**WORK ORDER A:** In the text about helping someone through a panic attack, why does the writer say glasses of water are a must?
**WORK ORDER B:** Reproduce part of the text about helping someone through a panic attack without changes. Begin at the words "Sadly it isn't" and stop after the words "to find out.".

**EXCERPT PROVIDED:**
::::::::
"I don't know how to help you Sophie" is something I would hear time after time when I had frequent panic attacks. Still now when the occasion rises I am forced to keep myself to myself, around those who are uncertain of how to deal with it, in order not to cause a fuss. I become the problem which I should not be, it is not my fault I am having a panic attack- nor is it yours. This is my PSA to you on how to deal if you ever find yourself in a situation with somebody who has anxiety. Friends, family, colleagues- everybody can benefit from being a little more open minded. So come on.
Sadly it isn't as simple as a bullet point list of this and that. Yet it is fairly straight forward if you just take your time to get to know the person in question. Ask them, knowing they experience anxiety, what makes them calm? This is vital. Sometimes I find comfort in hugs when I am anxious as my attacks are never violent. Glasses of water to maintain hydration are a must, being anything other than at your best is a prerequisite for trouble, plus it normally convinces me I'm not going to pass out (even though the adrenaline won't let that happen.) I also like chit chat, ask me about funny things I like or have seen or would like to do- it takes your mind off the anxiety. This differs from person to person but takes seconds to find out.
::::::::
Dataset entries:

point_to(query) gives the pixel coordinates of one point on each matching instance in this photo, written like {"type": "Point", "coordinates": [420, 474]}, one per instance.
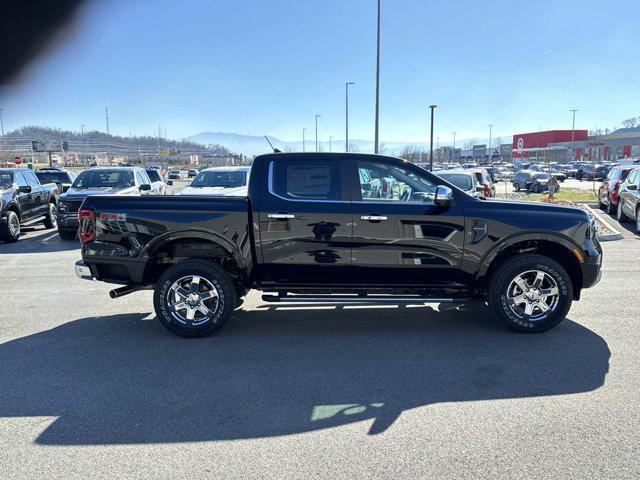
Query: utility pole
{"type": "Point", "coordinates": [432, 108]}
{"type": "Point", "coordinates": [377, 84]}
{"type": "Point", "coordinates": [490, 151]}
{"type": "Point", "coordinates": [346, 116]}
{"type": "Point", "coordinates": [317, 116]}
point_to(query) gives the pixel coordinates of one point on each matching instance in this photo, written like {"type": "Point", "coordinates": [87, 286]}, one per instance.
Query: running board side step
{"type": "Point", "coordinates": [360, 299]}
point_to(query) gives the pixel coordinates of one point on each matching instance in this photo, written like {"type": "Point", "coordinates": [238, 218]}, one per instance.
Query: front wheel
{"type": "Point", "coordinates": [194, 298]}
{"type": "Point", "coordinates": [530, 293]}
{"type": "Point", "coordinates": [51, 220]}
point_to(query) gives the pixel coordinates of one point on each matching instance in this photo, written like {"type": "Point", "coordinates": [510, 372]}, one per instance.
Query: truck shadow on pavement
{"type": "Point", "coordinates": [124, 379]}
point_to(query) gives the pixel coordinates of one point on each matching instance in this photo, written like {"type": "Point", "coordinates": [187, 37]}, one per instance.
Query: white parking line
{"type": "Point", "coordinates": [49, 237]}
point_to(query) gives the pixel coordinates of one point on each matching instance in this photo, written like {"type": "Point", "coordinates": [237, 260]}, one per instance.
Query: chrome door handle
{"type": "Point", "coordinates": [281, 216]}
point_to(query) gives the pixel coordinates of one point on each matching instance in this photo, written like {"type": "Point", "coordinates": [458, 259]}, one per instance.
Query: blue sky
{"type": "Point", "coordinates": [267, 67]}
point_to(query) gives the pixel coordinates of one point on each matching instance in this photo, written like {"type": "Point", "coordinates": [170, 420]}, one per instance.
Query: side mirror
{"type": "Point", "coordinates": [444, 196]}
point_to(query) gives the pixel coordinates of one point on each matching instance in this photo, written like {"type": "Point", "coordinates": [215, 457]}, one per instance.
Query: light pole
{"type": "Point", "coordinates": [377, 84]}
{"type": "Point", "coordinates": [490, 132]}
{"type": "Point", "coordinates": [432, 108]}
{"type": "Point", "coordinates": [317, 117]}
{"type": "Point", "coordinates": [2, 141]}
{"type": "Point", "coordinates": [346, 116]}
{"type": "Point", "coordinates": [454, 146]}
{"type": "Point", "coordinates": [82, 130]}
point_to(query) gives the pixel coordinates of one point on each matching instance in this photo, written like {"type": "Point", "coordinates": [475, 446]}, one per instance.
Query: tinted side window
{"type": "Point", "coordinates": [31, 179]}
{"type": "Point", "coordinates": [307, 179]}
{"type": "Point", "coordinates": [385, 182]}
{"type": "Point", "coordinates": [19, 179]}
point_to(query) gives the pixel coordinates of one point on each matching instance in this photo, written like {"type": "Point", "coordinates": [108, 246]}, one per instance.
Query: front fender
{"type": "Point", "coordinates": [506, 242]}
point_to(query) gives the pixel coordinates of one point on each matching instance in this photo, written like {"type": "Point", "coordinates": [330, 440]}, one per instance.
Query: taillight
{"type": "Point", "coordinates": [85, 230]}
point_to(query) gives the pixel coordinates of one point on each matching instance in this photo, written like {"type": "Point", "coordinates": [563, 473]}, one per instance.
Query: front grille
{"type": "Point", "coordinates": [73, 205]}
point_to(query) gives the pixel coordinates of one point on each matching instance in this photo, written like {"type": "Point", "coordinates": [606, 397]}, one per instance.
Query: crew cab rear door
{"type": "Point", "coordinates": [305, 220]}
{"type": "Point", "coordinates": [400, 237]}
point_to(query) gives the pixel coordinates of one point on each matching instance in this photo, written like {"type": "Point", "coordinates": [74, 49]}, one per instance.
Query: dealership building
{"type": "Point", "coordinates": [576, 145]}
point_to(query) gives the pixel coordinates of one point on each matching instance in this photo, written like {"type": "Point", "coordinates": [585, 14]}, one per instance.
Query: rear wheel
{"type": "Point", "coordinates": [620, 215]}
{"type": "Point", "coordinates": [51, 220]}
{"type": "Point", "coordinates": [10, 231]}
{"type": "Point", "coordinates": [194, 298]}
{"type": "Point", "coordinates": [530, 293]}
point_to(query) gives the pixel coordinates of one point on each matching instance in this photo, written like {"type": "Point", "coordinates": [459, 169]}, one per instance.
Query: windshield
::::::::
**EXERCISE SOLUTION A:** Water keeps the writer hydrated, and the writer says that being anything other than at your best is a prerequisite for trouble. It also normally convinces the writer that they are not going to pass out.

**EXERCISE SOLUTION B:**
Sadly it isn't as simple as a bullet point list of this and that. Yet it is fairly straight forward if you just take your time to get to know the person in question. Ask them, knowing they experience anxiety, what makes them calm? This is vital. Sometimes I find comfort in hugs when I am anxious as my attacks are never violent. Glasses of water to maintain hydration are a must, being anything other than at your best is a prerequisite for trouble, plus it normally convinces me I'm not going to pass out (even though the adrenaline won't let that happen.) I also like chit chat, ask me about funny things I like or have seen or would like to do- it takes your mind off the anxiety. This differs from person to person but takes seconds to find out.